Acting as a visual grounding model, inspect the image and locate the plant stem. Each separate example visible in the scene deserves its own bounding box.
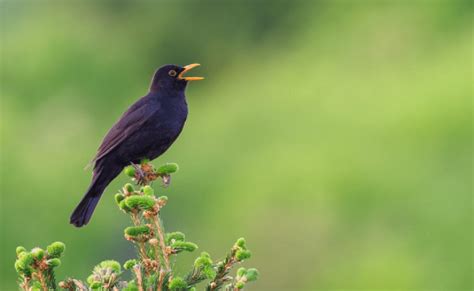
[153,215,170,271]
[20,277,30,291]
[133,265,144,291]
[35,271,48,291]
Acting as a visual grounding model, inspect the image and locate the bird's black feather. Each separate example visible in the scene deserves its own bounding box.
[71,64,194,227]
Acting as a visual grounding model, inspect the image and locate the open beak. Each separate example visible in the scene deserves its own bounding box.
[178,63,204,81]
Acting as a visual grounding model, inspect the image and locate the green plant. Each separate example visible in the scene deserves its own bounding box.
[14,162,259,290]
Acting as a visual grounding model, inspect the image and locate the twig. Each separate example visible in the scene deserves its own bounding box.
[133,265,144,291]
[153,215,170,271]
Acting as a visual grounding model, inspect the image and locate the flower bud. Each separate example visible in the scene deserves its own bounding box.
[47,242,65,258]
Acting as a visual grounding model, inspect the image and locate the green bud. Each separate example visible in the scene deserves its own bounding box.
[124,183,135,193]
[237,267,247,277]
[125,225,150,237]
[15,253,34,275]
[194,251,215,278]
[236,281,245,289]
[157,163,179,175]
[47,242,65,258]
[245,268,259,281]
[89,281,101,289]
[124,166,136,177]
[47,258,61,268]
[115,193,125,204]
[158,196,168,202]
[171,241,198,253]
[168,276,187,290]
[98,260,121,273]
[87,275,96,284]
[16,246,26,256]
[235,249,251,261]
[236,238,246,249]
[123,259,138,270]
[140,159,150,165]
[194,252,212,269]
[141,185,154,196]
[123,280,138,291]
[166,231,185,244]
[189,287,197,291]
[119,200,132,212]
[31,247,44,260]
[125,195,155,210]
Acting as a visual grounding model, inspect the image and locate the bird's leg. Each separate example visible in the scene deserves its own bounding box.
[130,162,147,185]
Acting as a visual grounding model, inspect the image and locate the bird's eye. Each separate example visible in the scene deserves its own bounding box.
[168,70,177,77]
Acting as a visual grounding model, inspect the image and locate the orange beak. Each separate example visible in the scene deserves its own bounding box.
[178,63,204,81]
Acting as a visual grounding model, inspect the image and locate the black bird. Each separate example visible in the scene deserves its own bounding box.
[70,64,203,227]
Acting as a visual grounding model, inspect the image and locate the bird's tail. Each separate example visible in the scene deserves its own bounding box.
[70,166,121,227]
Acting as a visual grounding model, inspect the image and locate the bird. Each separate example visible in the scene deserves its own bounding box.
[70,64,203,227]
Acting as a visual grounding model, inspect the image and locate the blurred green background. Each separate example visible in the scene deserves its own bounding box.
[1,1,472,290]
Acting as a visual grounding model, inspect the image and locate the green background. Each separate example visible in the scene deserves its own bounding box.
[1,1,472,290]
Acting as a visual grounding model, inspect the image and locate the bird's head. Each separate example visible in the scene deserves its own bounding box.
[150,64,204,93]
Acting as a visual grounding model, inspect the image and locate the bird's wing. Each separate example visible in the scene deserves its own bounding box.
[90,97,159,166]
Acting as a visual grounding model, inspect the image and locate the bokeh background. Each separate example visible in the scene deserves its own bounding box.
[1,1,472,290]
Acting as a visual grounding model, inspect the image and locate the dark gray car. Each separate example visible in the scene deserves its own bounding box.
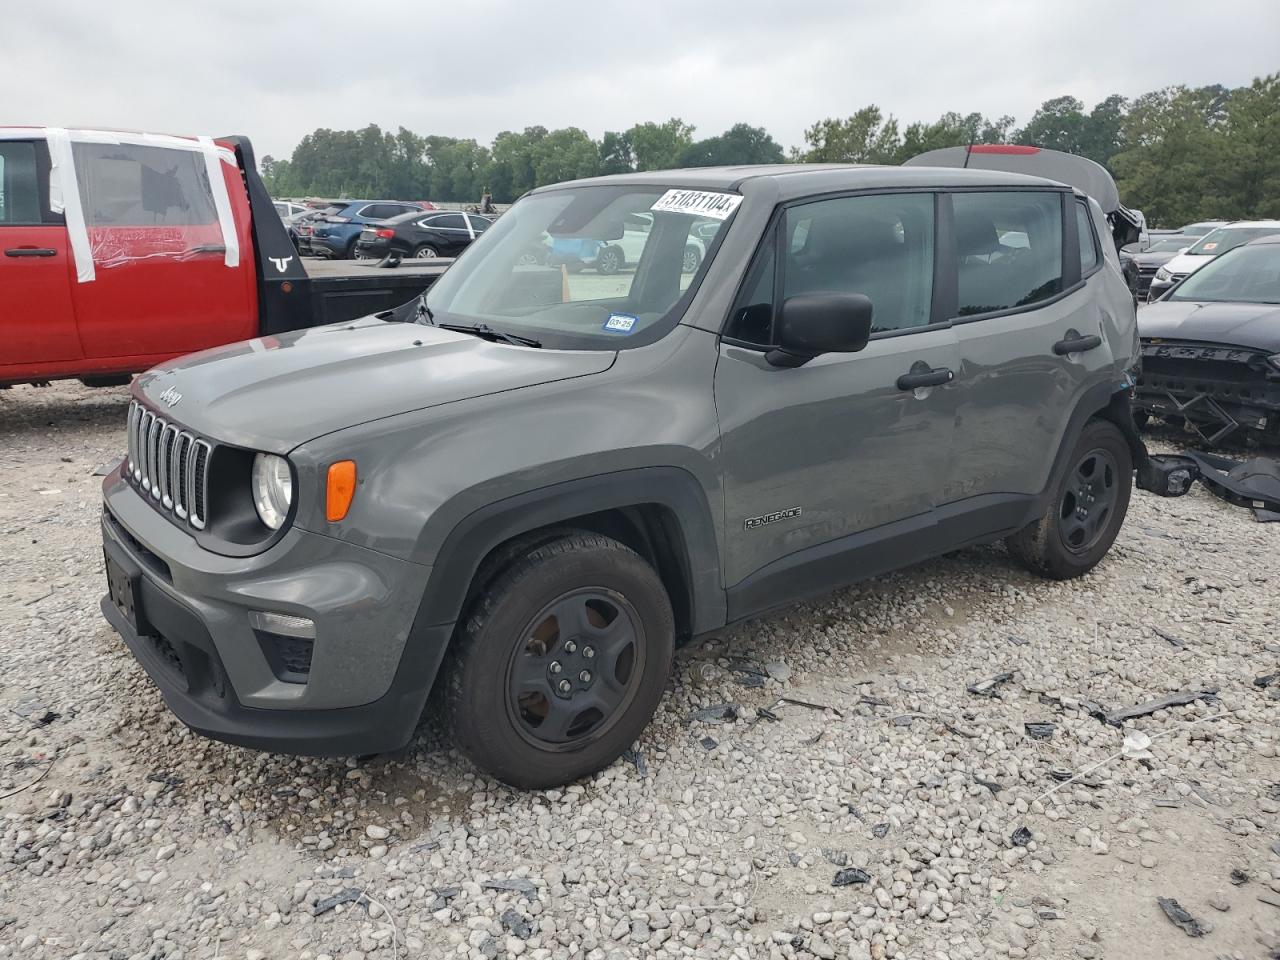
[1136,235,1280,445]
[101,160,1144,787]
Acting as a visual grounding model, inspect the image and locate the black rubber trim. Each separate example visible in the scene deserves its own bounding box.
[418,467,726,635]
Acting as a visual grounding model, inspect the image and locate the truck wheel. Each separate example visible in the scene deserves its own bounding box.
[596,246,623,274]
[413,245,440,259]
[446,532,674,788]
[1006,418,1132,580]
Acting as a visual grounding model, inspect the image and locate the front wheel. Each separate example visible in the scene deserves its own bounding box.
[1006,418,1133,580]
[682,245,702,273]
[445,533,674,788]
[596,246,623,275]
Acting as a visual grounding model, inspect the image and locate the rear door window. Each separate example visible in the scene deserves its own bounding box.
[72,142,218,227]
[0,141,42,225]
[952,191,1063,316]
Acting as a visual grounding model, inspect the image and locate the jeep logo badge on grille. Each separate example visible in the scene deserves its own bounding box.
[159,387,182,408]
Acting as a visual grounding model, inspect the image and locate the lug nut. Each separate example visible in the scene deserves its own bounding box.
[582,647,595,659]
[579,671,592,683]
[550,661,562,674]
[564,640,577,653]
[558,679,571,693]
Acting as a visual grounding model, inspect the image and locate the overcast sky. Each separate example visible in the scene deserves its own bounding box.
[6,1,1279,160]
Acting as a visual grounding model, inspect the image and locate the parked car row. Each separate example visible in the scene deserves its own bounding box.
[354,210,494,259]
[1147,220,1280,300]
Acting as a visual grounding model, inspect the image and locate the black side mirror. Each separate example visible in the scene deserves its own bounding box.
[766,293,874,368]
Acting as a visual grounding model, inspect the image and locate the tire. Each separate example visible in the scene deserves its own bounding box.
[413,245,440,259]
[682,245,702,273]
[595,246,623,275]
[445,533,674,788]
[1006,418,1133,580]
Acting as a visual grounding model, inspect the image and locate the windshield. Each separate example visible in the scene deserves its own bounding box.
[1145,238,1190,253]
[1188,226,1280,256]
[1169,243,1280,304]
[1179,222,1218,237]
[422,185,738,349]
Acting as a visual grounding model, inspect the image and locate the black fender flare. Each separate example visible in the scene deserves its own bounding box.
[1037,379,1143,514]
[415,466,727,635]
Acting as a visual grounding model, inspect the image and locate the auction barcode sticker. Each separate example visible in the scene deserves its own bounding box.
[650,189,743,220]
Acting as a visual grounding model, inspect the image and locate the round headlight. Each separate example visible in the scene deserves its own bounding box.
[252,453,293,530]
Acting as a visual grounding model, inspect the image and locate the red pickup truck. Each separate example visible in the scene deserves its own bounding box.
[0,129,442,388]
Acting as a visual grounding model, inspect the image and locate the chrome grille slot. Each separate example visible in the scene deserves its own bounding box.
[126,402,139,478]
[160,424,178,508]
[147,415,162,499]
[189,441,211,529]
[140,411,155,493]
[121,401,215,533]
[173,433,192,519]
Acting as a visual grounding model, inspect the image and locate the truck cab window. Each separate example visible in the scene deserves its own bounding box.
[0,141,41,225]
[72,142,218,227]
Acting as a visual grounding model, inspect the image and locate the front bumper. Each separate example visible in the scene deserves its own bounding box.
[1146,277,1181,302]
[99,466,451,756]
[1134,340,1280,444]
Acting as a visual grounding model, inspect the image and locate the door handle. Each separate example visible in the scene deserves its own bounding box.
[4,247,57,257]
[896,366,955,391]
[1053,331,1102,355]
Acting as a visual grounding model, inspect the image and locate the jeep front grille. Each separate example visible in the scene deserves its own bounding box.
[125,400,212,530]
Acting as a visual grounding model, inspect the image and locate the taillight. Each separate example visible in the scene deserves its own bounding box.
[375,229,395,239]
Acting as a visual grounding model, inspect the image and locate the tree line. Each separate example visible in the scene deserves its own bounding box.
[260,73,1279,227]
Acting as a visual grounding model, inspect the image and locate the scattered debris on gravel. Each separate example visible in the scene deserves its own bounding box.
[2,382,1279,960]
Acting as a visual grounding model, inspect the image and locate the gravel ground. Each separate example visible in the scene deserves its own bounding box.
[2,380,1279,960]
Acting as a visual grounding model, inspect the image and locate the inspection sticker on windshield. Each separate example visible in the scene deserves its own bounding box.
[603,313,638,334]
[650,189,742,220]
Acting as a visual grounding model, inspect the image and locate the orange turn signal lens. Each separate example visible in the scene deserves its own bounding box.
[326,460,357,522]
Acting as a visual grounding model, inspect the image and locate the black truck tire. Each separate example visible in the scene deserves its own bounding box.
[446,532,674,788]
[1007,418,1133,580]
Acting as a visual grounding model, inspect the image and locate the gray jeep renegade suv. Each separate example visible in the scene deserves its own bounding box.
[101,161,1142,787]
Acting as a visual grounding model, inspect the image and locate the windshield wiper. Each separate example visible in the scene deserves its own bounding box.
[439,322,542,348]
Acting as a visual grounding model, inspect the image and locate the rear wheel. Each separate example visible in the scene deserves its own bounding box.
[413,245,440,259]
[682,245,702,273]
[1006,418,1132,580]
[445,533,674,788]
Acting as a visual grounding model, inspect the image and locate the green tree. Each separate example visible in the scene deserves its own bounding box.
[677,123,784,167]
[598,131,635,175]
[627,119,695,171]
[794,106,900,163]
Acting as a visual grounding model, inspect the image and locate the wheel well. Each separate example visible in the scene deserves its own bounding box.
[464,505,695,642]
[1092,389,1148,467]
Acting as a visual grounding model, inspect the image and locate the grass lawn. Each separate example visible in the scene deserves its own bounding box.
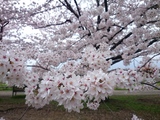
[0,95,160,120]
[0,82,12,91]
[101,95,160,114]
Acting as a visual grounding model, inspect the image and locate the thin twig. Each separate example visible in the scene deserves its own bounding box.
[152,81,160,85]
[138,53,160,71]
[141,82,160,90]
[101,99,114,115]
[18,106,29,120]
[27,64,50,71]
# # # # #
--- BRIEF ---
The answer is the run of lines from the one with "locate the grass" through the final line of the data, copied exactly, and nothing else; no pictures.

--- ANSWER SPACE ---
Acting as a visual grounding model, inspect the image and locate the grass lawn. Each separate example visible in the scene deserves its own bounding box.
[0,95,160,120]
[0,82,12,91]
[101,95,160,114]
Acting as a visual grounding model, inspect the image and locate the thin twig. Each separate example visible in the scene deserves its own bounding box.
[152,81,160,85]
[138,53,160,71]
[141,82,160,90]
[101,99,114,115]
[18,106,29,120]
[27,64,50,71]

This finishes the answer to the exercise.